[GIVEN TEXT — start]

It doesn’t happen very often, but occasionally I’ll read something that is SO true and SO on point that I wish I had written the piece first.
This article from Corrire Pikul on the Huffington Post inspired one of those moments. A Frankestein piece of my thoughts mixed with Corrire’s, the following information provides great insight and advice into an universally beloved skin care product.
When it comes to antiaging, everyone’s got their favorite?tricks for younger, better skin. However, no matter who you ask – there is one ingredient that tops the must-try lists of all the experts and has reams of scientific support…
Ask any skin expert for their No. 1 skin-care recommendation and you know you’ll hear something along the lines of: “Wear SPF! Seriously! What’s it going to take to get you people to put it on?!”
So when the experts were asked about their second most important piece of skin advice, every one of them said the same thing: “Use retinoids.”
Retinoids are vitamin A derivatives that have been proven to boost collagen production (reducing wrinkles and preventing fine lines), speed cell turnover (evening out discoloration?and brightening skin tone) and unclog pores (making them look smaller and reducing acne).
“I can always tell when a woman uses these. She’ll have that dewy, fresh-faced look?like she just had a facial,” says Emmy Graber, MD, a dermatologist and assistant professor of dermatology at the Boston University School of Medicine.
Interested in trying it out for yourself? You’ll want to know these 4 things before giving retinoids a whirl:
1. You don’t need an Rx, but here’s why you might want one.

[GIVEN TEXT — finish]
[EXTRACTED INFORMATION — start]

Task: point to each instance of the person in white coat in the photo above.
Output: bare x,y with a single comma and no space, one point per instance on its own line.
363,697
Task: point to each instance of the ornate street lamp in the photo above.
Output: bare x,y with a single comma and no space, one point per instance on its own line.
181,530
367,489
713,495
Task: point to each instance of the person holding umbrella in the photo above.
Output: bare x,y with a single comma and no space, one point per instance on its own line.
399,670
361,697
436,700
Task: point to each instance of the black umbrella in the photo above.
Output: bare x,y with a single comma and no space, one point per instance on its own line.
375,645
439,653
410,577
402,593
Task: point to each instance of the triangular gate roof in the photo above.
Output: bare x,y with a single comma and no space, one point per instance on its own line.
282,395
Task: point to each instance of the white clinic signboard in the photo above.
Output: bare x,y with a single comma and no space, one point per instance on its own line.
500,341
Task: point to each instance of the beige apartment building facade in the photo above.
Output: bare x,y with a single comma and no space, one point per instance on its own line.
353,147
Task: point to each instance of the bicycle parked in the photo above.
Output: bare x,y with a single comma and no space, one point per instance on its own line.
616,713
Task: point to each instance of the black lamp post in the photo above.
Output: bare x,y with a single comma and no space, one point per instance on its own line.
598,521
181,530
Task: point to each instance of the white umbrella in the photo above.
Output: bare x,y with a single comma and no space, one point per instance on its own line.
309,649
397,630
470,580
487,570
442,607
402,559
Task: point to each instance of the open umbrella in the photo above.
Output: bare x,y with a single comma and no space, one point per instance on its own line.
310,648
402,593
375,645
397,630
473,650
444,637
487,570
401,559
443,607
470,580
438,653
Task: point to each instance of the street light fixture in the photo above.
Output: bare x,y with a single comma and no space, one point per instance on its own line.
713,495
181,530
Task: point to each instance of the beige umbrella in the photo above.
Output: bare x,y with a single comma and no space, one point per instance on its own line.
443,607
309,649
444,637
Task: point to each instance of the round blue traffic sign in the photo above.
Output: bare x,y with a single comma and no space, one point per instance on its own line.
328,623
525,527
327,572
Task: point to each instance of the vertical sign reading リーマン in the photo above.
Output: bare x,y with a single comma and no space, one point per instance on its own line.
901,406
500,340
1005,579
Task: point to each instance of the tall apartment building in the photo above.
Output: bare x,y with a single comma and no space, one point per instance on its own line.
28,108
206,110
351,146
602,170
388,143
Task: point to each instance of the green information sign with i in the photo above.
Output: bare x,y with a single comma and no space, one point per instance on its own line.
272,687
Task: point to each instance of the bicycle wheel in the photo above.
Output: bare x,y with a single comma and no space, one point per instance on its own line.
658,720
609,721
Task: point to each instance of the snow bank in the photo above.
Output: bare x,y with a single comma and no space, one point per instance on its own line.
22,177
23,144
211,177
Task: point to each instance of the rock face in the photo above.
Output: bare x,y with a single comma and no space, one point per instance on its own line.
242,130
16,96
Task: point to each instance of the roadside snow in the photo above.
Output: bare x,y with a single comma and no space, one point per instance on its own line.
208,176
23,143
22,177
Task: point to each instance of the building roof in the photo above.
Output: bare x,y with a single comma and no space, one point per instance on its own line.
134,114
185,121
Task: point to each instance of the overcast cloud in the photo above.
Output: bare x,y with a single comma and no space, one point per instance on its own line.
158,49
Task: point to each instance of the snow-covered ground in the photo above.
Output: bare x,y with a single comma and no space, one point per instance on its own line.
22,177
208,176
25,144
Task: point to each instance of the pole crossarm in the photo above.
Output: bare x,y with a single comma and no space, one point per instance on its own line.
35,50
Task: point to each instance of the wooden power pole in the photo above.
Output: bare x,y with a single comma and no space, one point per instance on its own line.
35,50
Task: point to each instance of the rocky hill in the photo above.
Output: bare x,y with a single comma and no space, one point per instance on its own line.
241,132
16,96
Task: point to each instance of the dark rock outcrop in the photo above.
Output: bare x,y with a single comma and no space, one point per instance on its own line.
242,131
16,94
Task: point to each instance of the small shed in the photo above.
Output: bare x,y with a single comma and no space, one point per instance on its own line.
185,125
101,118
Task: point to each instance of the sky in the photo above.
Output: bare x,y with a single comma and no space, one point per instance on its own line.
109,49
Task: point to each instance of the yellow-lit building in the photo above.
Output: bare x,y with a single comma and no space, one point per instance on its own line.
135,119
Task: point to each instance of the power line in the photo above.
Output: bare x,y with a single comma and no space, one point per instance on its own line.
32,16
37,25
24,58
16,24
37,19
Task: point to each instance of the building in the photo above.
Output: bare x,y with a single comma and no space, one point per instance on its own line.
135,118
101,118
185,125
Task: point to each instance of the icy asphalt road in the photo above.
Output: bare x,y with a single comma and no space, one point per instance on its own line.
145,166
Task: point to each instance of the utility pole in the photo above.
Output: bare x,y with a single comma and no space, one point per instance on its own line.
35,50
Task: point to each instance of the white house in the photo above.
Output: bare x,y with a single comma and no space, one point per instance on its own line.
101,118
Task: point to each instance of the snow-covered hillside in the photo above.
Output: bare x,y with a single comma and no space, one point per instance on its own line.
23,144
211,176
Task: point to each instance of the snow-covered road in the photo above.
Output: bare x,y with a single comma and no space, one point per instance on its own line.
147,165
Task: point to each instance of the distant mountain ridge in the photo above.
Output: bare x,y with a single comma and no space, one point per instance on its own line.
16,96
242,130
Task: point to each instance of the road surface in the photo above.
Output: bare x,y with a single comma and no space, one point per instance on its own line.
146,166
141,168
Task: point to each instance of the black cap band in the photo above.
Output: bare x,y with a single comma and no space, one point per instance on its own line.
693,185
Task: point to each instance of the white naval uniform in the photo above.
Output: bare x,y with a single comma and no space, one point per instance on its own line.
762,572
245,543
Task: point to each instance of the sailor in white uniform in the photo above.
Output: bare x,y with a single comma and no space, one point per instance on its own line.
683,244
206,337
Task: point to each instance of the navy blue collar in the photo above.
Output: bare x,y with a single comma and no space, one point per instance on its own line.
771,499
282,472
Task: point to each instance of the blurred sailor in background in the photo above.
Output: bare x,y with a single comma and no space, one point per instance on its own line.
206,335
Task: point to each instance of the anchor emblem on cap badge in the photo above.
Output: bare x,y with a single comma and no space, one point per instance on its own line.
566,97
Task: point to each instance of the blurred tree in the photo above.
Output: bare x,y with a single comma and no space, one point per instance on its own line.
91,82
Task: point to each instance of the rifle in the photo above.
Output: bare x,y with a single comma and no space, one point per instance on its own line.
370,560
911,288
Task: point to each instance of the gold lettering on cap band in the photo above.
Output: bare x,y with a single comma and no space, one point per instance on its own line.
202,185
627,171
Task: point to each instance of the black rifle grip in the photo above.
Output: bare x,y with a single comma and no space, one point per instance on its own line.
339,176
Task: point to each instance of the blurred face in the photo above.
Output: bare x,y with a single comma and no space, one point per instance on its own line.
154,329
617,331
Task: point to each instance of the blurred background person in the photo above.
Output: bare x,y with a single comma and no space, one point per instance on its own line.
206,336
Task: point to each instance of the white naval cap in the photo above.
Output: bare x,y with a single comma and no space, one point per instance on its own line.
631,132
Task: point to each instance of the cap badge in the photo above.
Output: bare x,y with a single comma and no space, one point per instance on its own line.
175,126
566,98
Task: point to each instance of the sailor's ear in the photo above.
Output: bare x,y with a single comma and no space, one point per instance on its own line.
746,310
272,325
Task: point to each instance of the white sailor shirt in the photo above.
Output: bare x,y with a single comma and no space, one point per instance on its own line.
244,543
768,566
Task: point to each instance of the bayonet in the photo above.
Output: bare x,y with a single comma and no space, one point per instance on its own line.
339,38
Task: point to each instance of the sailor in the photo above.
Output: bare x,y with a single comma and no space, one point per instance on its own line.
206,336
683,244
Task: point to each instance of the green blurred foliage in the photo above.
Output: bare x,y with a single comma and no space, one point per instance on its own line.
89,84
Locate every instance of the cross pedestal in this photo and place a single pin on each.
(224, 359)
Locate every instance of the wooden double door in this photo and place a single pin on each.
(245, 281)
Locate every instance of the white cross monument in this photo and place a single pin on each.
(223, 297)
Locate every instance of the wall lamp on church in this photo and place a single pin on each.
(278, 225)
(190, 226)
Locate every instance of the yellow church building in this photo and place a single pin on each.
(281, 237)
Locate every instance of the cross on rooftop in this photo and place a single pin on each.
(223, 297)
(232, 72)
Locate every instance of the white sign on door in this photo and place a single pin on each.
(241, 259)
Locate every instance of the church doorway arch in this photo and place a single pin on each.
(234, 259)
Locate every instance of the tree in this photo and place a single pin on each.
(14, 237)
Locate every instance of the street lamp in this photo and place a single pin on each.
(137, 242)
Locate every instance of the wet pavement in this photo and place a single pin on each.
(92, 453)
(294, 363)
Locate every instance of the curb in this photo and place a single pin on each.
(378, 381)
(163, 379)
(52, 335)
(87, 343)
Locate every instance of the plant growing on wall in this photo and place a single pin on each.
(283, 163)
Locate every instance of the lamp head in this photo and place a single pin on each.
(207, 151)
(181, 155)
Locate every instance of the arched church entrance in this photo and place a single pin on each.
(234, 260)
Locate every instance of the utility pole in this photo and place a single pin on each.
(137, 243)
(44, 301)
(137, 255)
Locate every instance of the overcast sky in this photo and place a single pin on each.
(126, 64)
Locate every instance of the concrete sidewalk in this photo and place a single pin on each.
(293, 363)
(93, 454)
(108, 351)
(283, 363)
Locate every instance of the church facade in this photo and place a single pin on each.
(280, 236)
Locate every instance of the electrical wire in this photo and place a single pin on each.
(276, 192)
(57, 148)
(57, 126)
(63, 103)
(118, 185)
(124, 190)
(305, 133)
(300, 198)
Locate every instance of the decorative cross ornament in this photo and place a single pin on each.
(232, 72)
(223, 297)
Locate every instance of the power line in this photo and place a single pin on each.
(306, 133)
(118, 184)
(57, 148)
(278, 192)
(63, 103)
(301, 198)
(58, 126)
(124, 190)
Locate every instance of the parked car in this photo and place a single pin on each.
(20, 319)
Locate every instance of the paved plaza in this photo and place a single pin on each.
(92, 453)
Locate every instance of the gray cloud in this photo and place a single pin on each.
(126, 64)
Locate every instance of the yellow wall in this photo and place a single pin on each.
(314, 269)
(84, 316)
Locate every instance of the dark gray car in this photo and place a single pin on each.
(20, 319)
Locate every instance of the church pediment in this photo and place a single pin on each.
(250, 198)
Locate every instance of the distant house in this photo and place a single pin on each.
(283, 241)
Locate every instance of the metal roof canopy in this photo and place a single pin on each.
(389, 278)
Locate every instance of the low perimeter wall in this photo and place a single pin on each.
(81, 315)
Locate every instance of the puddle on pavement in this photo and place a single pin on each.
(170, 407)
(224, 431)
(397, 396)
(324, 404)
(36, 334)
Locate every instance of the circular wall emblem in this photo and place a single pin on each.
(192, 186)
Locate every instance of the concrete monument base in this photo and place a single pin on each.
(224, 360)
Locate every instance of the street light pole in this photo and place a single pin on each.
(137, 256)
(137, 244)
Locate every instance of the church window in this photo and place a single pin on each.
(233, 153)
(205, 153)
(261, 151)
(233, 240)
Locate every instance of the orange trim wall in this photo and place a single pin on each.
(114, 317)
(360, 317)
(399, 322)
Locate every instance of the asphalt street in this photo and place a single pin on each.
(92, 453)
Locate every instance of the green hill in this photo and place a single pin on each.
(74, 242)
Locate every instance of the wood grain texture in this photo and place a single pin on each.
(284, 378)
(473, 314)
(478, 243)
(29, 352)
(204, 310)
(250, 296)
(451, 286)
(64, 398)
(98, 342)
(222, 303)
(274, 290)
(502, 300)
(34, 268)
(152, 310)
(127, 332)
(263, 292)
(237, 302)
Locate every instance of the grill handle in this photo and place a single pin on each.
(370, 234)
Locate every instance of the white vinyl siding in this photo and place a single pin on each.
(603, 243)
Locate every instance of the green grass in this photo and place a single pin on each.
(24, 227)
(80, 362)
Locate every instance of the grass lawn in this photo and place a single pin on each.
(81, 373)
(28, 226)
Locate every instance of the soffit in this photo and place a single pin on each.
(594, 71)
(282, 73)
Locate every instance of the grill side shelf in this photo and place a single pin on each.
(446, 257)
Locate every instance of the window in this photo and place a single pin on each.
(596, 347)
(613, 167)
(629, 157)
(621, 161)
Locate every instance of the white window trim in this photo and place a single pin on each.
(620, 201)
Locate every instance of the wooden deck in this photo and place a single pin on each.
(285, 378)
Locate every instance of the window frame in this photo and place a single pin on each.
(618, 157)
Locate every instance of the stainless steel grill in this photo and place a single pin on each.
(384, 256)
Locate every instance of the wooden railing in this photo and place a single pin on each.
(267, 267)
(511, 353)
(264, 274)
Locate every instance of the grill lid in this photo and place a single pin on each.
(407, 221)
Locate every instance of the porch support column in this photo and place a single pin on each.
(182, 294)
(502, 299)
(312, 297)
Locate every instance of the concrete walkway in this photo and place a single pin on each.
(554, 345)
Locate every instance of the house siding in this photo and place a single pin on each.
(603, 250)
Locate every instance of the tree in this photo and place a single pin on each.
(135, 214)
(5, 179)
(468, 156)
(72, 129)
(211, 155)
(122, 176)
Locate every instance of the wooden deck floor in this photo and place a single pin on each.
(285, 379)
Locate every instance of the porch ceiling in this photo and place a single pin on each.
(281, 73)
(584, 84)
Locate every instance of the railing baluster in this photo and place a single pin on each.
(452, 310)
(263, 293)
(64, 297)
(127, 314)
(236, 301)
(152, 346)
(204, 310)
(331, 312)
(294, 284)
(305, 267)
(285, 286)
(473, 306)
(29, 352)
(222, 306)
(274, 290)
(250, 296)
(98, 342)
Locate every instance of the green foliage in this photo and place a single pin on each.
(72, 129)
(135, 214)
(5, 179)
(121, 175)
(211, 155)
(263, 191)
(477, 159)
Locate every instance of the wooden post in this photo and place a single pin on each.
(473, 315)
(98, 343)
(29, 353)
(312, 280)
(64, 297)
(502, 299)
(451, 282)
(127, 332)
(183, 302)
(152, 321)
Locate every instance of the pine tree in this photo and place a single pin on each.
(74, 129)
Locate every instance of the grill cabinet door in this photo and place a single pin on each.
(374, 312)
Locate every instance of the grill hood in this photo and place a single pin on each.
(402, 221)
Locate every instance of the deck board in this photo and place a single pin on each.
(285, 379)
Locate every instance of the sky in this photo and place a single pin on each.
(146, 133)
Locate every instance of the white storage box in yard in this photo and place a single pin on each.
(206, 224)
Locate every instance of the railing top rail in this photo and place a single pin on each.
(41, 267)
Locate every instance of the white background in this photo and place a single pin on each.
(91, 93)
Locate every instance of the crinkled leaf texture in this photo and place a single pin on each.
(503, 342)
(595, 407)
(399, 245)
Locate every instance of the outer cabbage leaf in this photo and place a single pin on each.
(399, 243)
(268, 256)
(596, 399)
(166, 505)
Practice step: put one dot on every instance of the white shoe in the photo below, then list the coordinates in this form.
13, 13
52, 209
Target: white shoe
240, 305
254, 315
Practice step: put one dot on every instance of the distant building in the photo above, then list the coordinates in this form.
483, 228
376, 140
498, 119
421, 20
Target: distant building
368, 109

[EXTRACTED INFORMATION — finish]

▶ **INSTRUCTIONS TO FOLLOW**
Duplicate the part of the retinoid article that begins with "So when the" and stops after "might want one.".

▶ **COMPLETED TASK**
So when the experts were asked about their second most important piece of skin advice, every one of them said the same thing: “Use retinoids.”
Retinoids are vitamin A derivatives that have been proven to boost collagen production (reducing wrinkles and preventing fine lines), speed cell turnover (evening out discoloration?and brightening skin tone) and unclog pores (making them look smaller and reducing acne).
“I can always tell when a woman uses these. She’ll have that dewy, fresh-faced look?like she just had a facial,” says Emmy Graber, MD, a dermatologist and assistant professor of dermatology at the Boston University School of Medicine.
Interested in trying it out for yourself? You’ll want to know these 4 things before giving retinoids a whirl:
1. You don’t need an Rx, but here’s why you might want one.